REQUIRED WORK> Write out everything from the line containing "Is there any man's shoe" down to the end of the data, keeping every line and shifting each coordinate in the answers by -71.

(Records of labeled boxes)
++++++++++++++++++++

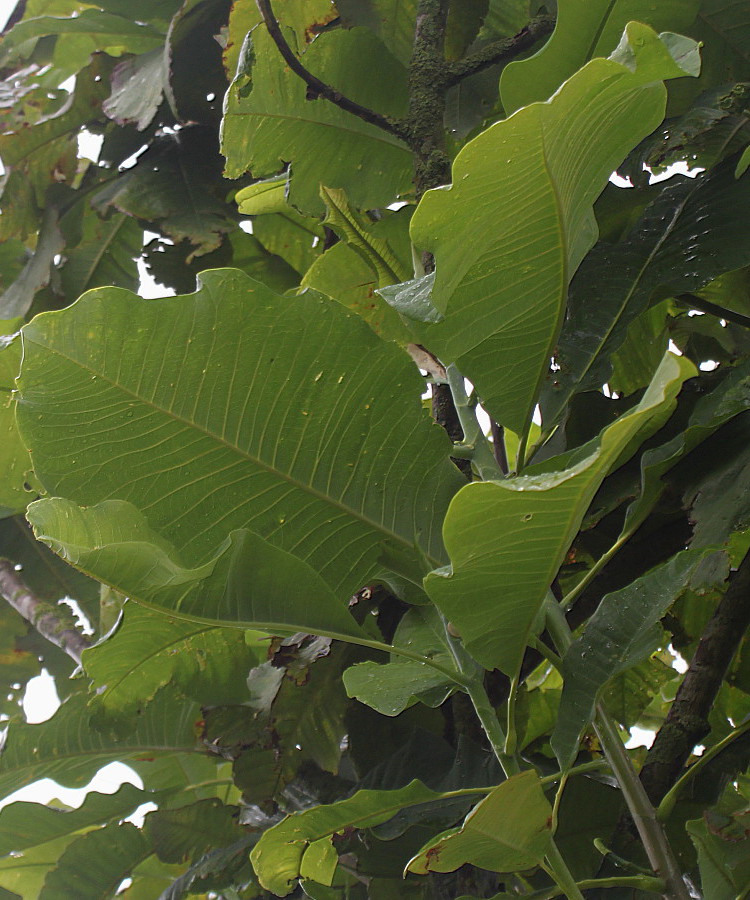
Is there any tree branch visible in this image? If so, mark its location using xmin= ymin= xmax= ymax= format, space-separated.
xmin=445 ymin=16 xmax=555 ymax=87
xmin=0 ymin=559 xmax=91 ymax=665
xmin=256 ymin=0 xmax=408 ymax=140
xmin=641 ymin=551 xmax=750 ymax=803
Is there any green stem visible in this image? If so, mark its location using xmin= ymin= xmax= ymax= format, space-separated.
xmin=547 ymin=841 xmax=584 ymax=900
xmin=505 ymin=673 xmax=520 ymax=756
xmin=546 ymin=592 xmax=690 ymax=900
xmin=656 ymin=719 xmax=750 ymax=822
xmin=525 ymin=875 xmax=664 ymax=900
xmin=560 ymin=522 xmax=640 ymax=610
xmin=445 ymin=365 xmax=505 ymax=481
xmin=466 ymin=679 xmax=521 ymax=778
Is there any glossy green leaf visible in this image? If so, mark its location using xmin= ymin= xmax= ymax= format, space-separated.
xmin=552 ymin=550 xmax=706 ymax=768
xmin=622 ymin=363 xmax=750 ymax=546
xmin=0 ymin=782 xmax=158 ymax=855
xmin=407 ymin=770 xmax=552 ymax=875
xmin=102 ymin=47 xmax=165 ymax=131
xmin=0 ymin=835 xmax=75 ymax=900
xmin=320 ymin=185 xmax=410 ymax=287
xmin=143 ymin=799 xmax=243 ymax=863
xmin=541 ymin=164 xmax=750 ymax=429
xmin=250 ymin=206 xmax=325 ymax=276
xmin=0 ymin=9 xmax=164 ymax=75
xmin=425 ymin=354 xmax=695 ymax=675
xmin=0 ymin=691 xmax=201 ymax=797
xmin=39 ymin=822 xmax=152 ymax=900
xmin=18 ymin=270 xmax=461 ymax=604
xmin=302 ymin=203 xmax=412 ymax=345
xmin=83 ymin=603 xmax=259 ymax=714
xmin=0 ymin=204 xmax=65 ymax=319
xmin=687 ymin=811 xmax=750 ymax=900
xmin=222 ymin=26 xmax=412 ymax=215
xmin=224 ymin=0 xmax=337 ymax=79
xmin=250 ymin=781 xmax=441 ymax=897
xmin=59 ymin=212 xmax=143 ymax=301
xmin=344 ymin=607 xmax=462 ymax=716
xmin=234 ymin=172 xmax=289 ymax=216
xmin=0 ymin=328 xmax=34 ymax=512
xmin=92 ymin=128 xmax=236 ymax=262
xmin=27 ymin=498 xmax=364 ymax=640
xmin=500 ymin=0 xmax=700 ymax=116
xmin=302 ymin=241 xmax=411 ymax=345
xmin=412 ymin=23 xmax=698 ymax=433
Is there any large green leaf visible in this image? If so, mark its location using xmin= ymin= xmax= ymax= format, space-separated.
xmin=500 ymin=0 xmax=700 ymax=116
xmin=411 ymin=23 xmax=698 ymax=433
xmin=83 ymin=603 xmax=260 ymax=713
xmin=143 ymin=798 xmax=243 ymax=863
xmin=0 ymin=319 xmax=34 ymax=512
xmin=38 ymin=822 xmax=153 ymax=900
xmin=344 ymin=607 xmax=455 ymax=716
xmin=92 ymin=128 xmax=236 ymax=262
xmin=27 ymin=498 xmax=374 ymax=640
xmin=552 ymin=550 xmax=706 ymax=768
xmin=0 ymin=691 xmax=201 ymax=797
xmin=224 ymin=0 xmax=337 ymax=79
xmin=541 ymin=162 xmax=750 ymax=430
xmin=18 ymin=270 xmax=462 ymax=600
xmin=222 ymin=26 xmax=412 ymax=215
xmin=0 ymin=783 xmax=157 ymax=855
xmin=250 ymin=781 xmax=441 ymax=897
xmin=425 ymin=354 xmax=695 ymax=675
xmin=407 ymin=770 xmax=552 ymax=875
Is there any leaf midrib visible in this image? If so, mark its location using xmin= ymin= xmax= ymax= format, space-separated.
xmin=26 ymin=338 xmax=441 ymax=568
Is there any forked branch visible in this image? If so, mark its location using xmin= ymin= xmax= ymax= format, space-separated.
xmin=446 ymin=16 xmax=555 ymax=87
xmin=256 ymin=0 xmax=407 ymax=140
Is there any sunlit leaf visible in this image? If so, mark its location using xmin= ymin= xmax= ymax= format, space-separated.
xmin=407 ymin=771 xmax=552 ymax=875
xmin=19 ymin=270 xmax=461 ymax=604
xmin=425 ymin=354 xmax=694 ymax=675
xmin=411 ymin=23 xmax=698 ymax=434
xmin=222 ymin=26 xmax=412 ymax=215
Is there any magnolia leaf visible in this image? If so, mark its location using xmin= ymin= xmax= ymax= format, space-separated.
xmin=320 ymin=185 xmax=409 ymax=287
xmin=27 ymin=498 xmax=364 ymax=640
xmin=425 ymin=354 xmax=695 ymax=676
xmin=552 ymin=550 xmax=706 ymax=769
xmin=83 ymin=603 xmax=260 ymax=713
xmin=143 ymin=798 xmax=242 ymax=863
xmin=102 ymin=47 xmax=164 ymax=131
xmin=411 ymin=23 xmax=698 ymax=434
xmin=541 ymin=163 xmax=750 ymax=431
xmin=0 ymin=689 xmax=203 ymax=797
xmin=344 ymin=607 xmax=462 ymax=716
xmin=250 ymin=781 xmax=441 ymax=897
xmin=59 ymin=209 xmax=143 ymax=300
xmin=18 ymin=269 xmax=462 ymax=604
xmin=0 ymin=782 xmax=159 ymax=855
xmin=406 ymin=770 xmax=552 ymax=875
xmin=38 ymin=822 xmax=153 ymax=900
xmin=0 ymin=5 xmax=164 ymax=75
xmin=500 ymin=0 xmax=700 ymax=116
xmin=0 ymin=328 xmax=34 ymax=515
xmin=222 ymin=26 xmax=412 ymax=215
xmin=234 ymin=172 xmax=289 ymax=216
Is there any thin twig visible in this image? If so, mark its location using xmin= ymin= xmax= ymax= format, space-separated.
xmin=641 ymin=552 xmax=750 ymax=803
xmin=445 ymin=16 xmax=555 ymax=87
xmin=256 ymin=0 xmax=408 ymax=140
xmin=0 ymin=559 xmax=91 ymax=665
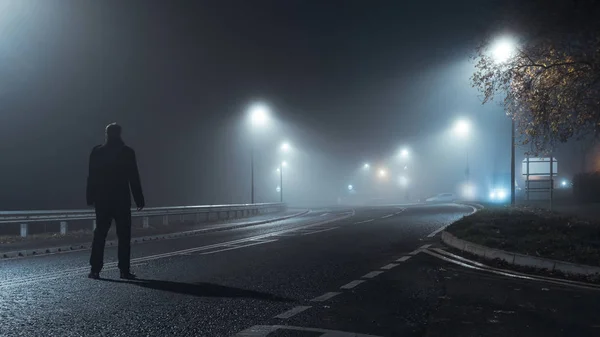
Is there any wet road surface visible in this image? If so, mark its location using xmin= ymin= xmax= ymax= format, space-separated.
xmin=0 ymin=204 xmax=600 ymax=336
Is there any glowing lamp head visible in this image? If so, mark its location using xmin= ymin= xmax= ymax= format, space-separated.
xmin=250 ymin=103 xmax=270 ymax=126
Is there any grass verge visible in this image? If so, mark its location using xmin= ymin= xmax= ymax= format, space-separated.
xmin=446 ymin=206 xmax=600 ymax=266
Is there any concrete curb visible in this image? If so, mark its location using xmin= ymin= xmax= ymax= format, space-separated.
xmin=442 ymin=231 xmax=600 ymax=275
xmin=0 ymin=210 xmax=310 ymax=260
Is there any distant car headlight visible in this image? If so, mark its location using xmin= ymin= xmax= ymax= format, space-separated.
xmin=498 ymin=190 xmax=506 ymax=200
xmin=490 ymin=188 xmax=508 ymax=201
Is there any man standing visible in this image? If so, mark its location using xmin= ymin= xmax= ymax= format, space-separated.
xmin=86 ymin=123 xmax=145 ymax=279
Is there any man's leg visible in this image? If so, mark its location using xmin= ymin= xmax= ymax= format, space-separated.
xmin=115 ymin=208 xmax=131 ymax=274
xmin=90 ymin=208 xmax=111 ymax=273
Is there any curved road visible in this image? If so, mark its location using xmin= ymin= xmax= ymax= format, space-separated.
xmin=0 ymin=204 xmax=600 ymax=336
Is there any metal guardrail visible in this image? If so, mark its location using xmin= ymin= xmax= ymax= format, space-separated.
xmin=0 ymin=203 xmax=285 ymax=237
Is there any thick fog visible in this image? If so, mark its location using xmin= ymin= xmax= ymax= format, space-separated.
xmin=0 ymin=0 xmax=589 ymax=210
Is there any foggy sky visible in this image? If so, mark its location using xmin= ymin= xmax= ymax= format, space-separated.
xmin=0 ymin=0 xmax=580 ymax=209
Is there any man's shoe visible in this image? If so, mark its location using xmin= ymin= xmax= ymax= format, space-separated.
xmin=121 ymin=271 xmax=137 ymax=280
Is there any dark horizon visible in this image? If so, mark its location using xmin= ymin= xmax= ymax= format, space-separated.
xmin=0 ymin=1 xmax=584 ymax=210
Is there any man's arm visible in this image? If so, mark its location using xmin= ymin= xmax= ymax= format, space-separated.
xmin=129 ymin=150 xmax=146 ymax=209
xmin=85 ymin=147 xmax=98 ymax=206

++++++++++++++++++++

EXERCISE RESULT>
Is there any man's shoe visible in this image? If so, mark its location using xmin= ymin= xmax= ymax= format, space-separated.
xmin=50 ymin=200 xmax=66 ymax=209
Is there any dark horizon visible in this image? If so, mark its location using xmin= ymin= xmax= ymax= format, space-separated.
xmin=-71 ymin=-70 xmax=513 ymax=139
Is there any man's arm visible in this image? If so, mark its location using xmin= ymin= xmax= ymax= format, space-separated.
xmin=58 ymin=79 xmax=75 ymax=138
xmin=14 ymin=76 xmax=27 ymax=135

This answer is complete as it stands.